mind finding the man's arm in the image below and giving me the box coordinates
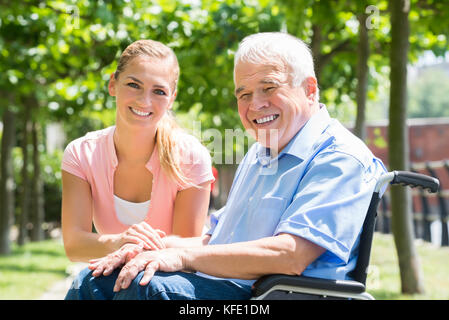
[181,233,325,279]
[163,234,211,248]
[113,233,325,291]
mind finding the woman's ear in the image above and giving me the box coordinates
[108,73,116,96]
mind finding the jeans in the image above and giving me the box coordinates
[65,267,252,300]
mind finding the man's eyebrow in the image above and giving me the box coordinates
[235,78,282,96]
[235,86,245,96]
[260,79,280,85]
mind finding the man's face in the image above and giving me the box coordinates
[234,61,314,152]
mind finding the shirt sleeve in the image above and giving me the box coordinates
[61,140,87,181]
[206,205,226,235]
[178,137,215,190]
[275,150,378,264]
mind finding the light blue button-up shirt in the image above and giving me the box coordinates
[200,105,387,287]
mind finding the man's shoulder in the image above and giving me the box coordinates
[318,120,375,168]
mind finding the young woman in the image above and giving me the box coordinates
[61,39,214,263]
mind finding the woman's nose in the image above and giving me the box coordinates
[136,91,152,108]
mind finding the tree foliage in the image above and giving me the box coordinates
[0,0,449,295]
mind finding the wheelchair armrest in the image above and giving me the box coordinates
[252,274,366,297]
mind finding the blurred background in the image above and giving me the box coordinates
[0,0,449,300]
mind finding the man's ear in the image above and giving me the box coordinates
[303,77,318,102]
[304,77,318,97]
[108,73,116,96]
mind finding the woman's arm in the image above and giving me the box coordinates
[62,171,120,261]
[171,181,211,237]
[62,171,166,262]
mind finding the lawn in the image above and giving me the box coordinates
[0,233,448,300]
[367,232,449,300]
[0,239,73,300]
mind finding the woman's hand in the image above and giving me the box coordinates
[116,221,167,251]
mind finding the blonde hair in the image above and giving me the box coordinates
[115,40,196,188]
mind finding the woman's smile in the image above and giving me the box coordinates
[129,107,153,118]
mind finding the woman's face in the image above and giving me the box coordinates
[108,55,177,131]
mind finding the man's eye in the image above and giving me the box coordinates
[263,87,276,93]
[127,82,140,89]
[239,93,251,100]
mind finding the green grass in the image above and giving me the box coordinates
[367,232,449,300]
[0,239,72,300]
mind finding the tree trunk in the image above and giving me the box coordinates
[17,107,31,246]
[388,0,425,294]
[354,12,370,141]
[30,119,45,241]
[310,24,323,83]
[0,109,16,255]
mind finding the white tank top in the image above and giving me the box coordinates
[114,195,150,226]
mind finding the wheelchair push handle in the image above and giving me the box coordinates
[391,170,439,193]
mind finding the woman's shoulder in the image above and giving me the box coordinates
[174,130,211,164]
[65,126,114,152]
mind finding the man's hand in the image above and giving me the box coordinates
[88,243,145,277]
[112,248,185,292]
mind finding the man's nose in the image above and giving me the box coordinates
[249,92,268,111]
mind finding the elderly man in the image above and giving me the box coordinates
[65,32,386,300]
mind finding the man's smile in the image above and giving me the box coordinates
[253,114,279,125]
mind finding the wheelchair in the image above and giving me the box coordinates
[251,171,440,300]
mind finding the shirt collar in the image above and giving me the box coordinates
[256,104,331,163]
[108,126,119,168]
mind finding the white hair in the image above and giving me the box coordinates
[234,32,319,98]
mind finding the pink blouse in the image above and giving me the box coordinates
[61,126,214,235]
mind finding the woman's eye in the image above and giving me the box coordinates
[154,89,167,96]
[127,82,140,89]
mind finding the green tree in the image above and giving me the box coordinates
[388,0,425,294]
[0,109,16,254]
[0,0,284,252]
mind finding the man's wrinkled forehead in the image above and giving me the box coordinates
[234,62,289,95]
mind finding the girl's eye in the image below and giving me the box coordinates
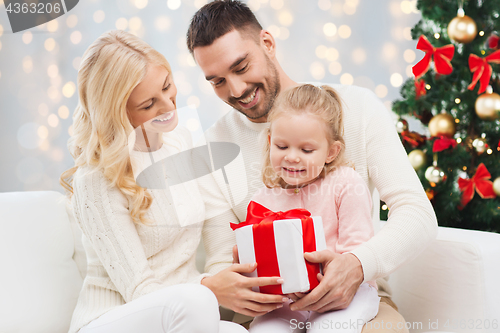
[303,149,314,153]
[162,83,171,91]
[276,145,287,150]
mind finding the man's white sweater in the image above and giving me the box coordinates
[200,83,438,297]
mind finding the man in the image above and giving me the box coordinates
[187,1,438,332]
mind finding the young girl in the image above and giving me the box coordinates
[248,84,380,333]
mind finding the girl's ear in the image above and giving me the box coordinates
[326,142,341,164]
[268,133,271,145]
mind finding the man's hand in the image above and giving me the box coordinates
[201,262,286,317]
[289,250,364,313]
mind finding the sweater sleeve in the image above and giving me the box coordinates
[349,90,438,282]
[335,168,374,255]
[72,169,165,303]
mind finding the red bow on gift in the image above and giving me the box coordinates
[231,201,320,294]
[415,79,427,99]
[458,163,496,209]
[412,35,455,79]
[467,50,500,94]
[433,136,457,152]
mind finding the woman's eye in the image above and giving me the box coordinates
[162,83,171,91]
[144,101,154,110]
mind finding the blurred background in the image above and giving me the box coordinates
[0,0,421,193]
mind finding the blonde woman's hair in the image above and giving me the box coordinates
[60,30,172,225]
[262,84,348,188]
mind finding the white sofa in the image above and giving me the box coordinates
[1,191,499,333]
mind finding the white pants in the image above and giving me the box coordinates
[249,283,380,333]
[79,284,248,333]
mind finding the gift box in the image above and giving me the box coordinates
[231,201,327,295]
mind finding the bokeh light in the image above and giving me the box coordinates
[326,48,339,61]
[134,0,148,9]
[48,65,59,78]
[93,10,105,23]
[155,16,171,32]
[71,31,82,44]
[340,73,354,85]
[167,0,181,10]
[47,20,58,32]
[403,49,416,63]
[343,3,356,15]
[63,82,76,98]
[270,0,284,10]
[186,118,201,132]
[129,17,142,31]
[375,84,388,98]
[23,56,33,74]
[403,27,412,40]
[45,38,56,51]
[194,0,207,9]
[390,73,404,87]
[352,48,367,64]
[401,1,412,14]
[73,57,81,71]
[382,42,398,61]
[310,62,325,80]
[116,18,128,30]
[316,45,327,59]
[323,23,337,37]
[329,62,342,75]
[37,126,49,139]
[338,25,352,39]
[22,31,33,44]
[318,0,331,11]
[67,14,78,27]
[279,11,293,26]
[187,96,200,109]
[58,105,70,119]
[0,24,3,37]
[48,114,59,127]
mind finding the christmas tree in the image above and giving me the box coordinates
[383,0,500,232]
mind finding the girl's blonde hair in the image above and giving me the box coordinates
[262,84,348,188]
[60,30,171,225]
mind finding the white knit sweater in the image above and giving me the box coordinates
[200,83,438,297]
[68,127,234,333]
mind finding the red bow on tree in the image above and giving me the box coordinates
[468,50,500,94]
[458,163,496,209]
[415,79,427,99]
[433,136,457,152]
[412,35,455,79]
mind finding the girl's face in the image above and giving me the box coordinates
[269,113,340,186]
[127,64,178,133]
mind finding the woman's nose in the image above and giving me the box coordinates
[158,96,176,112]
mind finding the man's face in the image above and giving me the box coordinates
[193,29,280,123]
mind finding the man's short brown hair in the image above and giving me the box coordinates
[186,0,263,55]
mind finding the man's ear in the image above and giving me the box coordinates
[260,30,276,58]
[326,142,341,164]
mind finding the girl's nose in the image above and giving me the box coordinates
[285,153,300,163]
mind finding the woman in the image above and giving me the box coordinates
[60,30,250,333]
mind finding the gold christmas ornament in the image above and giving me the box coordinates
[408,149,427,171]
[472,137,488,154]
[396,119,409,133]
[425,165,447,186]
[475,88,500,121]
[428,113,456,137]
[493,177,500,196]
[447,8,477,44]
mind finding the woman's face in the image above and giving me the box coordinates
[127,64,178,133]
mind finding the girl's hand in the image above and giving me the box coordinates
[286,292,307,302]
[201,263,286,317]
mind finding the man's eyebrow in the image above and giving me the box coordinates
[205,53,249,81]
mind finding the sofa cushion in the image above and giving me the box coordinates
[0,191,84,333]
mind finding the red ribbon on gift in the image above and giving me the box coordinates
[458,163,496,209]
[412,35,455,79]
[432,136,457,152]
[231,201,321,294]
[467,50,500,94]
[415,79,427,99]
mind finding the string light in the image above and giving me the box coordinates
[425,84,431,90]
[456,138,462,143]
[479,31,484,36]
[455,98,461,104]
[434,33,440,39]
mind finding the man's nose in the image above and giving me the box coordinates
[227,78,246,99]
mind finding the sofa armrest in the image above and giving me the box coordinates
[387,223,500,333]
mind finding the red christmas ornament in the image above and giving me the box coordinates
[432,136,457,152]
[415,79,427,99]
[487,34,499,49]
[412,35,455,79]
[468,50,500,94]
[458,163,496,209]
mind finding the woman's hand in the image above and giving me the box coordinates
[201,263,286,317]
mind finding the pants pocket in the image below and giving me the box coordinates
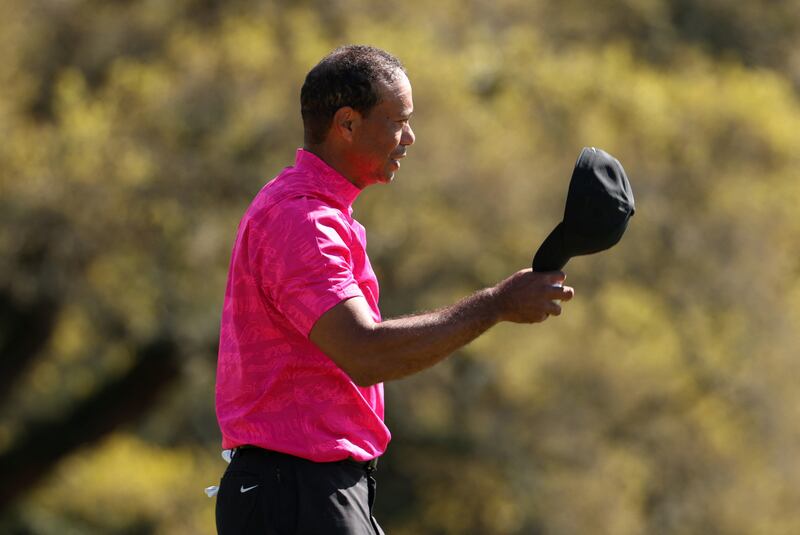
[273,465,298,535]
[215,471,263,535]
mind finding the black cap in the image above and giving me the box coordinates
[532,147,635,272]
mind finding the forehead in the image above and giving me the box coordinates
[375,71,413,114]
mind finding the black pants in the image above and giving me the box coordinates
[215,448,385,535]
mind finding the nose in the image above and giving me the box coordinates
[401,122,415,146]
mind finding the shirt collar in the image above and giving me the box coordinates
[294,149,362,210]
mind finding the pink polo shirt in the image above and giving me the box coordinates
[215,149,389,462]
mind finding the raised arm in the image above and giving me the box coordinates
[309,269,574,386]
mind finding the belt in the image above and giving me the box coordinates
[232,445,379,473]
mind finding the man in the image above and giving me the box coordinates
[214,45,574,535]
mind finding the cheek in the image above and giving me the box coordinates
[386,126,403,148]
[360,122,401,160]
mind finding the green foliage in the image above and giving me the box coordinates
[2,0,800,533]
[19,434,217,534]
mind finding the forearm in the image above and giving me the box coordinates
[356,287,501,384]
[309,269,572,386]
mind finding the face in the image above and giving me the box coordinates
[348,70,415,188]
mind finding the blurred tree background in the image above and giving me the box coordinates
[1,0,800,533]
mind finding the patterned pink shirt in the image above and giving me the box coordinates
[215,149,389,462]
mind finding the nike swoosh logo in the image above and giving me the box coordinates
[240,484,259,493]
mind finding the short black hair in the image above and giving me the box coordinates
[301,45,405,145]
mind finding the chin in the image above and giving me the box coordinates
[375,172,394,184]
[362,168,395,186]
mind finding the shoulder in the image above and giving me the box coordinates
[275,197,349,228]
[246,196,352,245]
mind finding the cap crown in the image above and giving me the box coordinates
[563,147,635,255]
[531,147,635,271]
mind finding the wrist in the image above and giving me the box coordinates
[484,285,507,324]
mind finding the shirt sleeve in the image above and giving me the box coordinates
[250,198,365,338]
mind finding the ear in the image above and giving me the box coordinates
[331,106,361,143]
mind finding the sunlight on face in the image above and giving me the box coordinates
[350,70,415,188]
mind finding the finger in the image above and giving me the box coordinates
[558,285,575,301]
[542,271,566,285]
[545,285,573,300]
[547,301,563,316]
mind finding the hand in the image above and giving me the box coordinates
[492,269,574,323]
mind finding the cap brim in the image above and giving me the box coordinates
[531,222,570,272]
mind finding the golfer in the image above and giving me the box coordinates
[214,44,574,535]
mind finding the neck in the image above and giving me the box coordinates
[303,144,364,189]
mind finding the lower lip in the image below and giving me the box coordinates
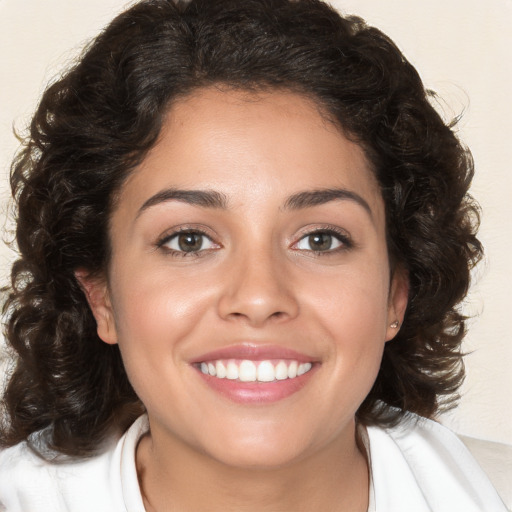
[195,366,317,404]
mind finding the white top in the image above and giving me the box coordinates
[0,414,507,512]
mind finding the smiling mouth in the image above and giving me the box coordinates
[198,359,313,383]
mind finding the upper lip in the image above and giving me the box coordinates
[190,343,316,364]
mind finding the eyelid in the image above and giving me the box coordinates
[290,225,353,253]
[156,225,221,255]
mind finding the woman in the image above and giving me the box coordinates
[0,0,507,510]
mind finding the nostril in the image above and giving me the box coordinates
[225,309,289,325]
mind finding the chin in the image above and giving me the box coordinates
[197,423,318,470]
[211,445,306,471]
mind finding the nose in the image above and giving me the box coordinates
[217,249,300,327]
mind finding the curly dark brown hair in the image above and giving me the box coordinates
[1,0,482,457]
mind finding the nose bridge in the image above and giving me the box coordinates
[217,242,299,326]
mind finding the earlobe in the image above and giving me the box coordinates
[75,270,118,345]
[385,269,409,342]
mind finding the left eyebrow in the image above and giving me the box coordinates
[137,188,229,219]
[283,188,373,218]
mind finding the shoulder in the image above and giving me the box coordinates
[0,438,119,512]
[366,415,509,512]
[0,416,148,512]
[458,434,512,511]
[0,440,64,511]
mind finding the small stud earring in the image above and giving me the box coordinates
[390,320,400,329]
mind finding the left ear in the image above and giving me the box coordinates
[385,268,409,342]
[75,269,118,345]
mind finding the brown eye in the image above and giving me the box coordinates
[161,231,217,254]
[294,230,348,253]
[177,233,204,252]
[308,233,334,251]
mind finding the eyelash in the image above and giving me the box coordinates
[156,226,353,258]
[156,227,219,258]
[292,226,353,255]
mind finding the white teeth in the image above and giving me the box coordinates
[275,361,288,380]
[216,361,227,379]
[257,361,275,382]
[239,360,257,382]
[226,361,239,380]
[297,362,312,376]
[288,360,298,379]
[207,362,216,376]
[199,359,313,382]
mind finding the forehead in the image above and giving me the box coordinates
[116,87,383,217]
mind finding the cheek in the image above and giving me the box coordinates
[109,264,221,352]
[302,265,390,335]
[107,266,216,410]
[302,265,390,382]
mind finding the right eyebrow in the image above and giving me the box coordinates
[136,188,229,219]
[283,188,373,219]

****************

Each line, from the one that holds "mind finding the eyelash" through the last line of the entries, must be repeated exactly. Leave out everything else.

PROBLEM SOLUTION:
mind finding the eyelash in the image above and giving me the box coordinates
[156,226,353,258]
[156,227,219,258]
[292,226,353,255]
mind finding the white teeth in the image above and giving me the box coordinates
[275,361,288,380]
[216,361,227,379]
[257,361,275,382]
[239,360,257,382]
[226,361,239,380]
[297,362,312,376]
[288,360,298,379]
[207,362,216,376]
[199,359,313,382]
mind finding the forehead in the image above and giving me the box coordinates
[116,87,383,217]
mind finding the cheek in the image above and giving me the box coordinates
[109,264,221,352]
[302,265,390,335]
[107,266,216,410]
[302,265,390,382]
mind finding the right eyebrow in the image above and giving me the box coordinates
[136,188,229,219]
[283,188,373,219]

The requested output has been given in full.